* **REQUIRED ACTIONS**
1 - Please translate this sentence from the David Letterman essay into Spanish: "The first and only story I wrote for our school paper was a tribute to David Letterman."
2 - Print the part of the David Letterman essay between "Sometimes it also" and "High School exposé.", inclusive.
3 - Proceed with the David Letterman essay, continuing from its final sentence.

--- SOURCE DOCUMENT ---

We Are all David Letterman

I joined the staff of my high school newspaper during my junior year, 1997. As I recall, the requirements to procure an A grade during this semester long course was to get one story published in the actual paper and demonstrate a general willingness to contribute to it’s bi-monthly production cycle. For me, and half my baseball team, this meant cajoling the first and only thing we wrote into an early edition and mailing it in for the remaining 16 or so weeks.

Sometimes it also meant getting a “press pass” to roam campus or hang out with our hall monitor with the lazy-eye, Gator, to talk about the NBA. All under the guise I was going to interview the stoners smoking pot in the parking lot of the church across the street, or some other hard hitting Cheyenne High School exposé.

The first and only story I wrote for our school paper was a tribute to David Letterman. (I asked my mom to go dig the original out of a box somewhere in her house so I could repost it here, but she couldn’t find it, which is insane because my mother saves all that kind of stuff)

I can’t remember everything I wrote for that adolescent tribute. I’m pretty sure I used the incredibly obvious and not-at-all inspired, Dave-Letterman-is-the-very-best-and-these-are-my-top-ten-reasons-why-I-believe-this-to-be-a-true-statement-of-fact, format.

--- INFORMATION GIVEN ---

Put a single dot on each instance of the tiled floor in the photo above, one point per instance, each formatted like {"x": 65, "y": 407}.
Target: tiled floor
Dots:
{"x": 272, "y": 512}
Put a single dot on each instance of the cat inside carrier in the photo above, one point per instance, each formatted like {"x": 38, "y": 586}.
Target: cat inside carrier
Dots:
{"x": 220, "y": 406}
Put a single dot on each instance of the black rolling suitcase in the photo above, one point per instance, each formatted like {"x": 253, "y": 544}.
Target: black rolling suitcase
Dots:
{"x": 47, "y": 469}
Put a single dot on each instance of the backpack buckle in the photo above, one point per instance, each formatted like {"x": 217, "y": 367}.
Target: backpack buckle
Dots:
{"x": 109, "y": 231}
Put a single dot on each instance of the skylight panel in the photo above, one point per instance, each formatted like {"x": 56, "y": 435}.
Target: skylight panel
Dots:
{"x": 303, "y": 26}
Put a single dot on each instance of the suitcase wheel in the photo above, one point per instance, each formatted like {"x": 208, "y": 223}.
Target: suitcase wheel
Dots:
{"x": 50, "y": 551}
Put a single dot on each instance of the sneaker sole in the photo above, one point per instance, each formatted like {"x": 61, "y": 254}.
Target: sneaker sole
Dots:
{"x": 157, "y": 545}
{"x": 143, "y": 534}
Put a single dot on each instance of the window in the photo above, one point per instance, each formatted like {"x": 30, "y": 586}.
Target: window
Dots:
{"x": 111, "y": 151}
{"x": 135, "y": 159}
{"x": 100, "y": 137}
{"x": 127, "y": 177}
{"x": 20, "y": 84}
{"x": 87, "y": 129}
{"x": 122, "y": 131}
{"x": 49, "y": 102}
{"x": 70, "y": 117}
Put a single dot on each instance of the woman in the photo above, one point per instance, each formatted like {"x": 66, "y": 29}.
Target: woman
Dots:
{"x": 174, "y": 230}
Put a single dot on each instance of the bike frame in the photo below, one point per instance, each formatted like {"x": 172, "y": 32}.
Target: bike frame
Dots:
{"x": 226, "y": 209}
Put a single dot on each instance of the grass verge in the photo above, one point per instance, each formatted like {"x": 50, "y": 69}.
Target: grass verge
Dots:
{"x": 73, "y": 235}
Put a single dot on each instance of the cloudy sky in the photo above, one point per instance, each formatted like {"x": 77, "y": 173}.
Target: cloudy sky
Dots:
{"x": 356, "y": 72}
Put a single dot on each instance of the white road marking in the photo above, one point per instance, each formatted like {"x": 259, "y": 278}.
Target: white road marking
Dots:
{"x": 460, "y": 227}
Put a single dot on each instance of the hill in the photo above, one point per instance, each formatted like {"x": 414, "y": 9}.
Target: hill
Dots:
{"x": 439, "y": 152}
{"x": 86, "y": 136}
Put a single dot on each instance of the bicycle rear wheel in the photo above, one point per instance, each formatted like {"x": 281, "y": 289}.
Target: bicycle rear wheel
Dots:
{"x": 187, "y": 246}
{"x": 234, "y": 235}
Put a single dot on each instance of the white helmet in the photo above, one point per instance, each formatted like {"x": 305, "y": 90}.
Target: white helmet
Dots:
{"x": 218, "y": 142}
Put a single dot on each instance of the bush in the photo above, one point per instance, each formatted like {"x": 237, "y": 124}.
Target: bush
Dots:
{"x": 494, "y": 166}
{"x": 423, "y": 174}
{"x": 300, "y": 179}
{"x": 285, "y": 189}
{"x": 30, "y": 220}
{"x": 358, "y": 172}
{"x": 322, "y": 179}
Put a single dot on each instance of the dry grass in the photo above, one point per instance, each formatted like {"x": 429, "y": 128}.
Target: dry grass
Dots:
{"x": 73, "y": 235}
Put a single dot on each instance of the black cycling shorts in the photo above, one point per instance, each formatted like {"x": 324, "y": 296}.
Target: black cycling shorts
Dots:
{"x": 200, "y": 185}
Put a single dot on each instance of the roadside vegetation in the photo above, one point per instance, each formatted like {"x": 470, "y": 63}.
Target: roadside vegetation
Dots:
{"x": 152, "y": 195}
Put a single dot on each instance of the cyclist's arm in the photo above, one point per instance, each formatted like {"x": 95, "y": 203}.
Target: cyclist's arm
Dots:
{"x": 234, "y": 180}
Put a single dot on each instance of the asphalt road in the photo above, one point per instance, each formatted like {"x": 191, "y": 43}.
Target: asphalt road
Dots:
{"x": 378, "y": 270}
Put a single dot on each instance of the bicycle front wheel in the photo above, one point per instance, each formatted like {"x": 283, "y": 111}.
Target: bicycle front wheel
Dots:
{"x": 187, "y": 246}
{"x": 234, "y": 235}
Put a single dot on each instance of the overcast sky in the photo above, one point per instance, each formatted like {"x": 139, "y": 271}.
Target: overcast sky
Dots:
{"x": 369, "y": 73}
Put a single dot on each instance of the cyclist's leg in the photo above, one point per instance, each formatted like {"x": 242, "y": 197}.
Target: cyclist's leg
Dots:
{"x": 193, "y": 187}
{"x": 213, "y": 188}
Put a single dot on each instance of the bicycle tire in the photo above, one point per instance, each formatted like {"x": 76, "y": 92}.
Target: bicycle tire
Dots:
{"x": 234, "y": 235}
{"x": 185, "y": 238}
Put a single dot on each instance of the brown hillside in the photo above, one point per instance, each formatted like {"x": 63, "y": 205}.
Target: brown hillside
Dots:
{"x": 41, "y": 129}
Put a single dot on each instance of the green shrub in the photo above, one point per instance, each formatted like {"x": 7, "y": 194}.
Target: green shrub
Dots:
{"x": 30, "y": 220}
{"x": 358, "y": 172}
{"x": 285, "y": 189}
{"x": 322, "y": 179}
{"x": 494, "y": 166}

---

* **ANSWERS FOR THIS EXERCISE**
1 - La primera y única historia que escribí para el periódico de nuestra escuela fue un homenaje a David Letterman.

2 -
Sometimes it also meant getting a “press pass” to roam campus or hang out with our hall monitor with the lazy-eye, Gator, to talk about the NBA. All under the guise I was going to interview the stoners smoking pot in the parking lot of the church across the street, or some other hard hitting Cheyenne High School exposé.

3 -
I’m also sure I extolled the virtue of Dave’s ability to celebrate the absurd, find the humanity in the inane, shatter social norms, and turn quirky every day humans like Sirajul and Mijibar, Rupert from the Hello Deli, and Manny the diggity dank San Francisco hippie, into folk heroes. In the end, aren’t we all just caricatures of ourselves waiting to be given a stage? (I don’t think I drew that conclusion at 17 years old)

No individual has done more to shape my comedic sensibilities than David Letterman. I spent every summer night during high school sitting through the intolerable local news waiting for Dave to walk out in his khaki socks, loafers, and double breasted suit to tickle me with his sardonic jabbing or entice me with his nimble ability to drive home a prying and poignant line of questioning, demanding introspection from his guest, directly after some boyish self mockery or subversive monologue. Each night I anticipated something even more clever than the night before.

Before YouTube and Facebook, you had to catch the seminal cultural moments live. And I did! The Taco Bell drive through bit, the Beastie Boys performing Sabotage, the Steve Martin and Dave gay vacation skit, the stupid human trick where a guy shot milk out of his eye, and Bill Murray dressing up like a cowboy and answering every question with, “Well, I tell you what…”. I was there for all of it, as it was happening. You couldn’t afford to miss Letterman. Night after night Dave made staying up past midnight not only worth it, but thrilling and wonderful and fun.

I’m sitting here now watching the gleam in his eye as he introduces his son, sitting the audience, during his final show. I realize that Dave has been the go to source for me and my son to watch live music clips, or stupid pet tricks, or kid scientists. My son always gets a kick out of Dave any time he says something ironic to the musical act or the kids. “Are these your drums?” “How long have you been scientist?” He gets it.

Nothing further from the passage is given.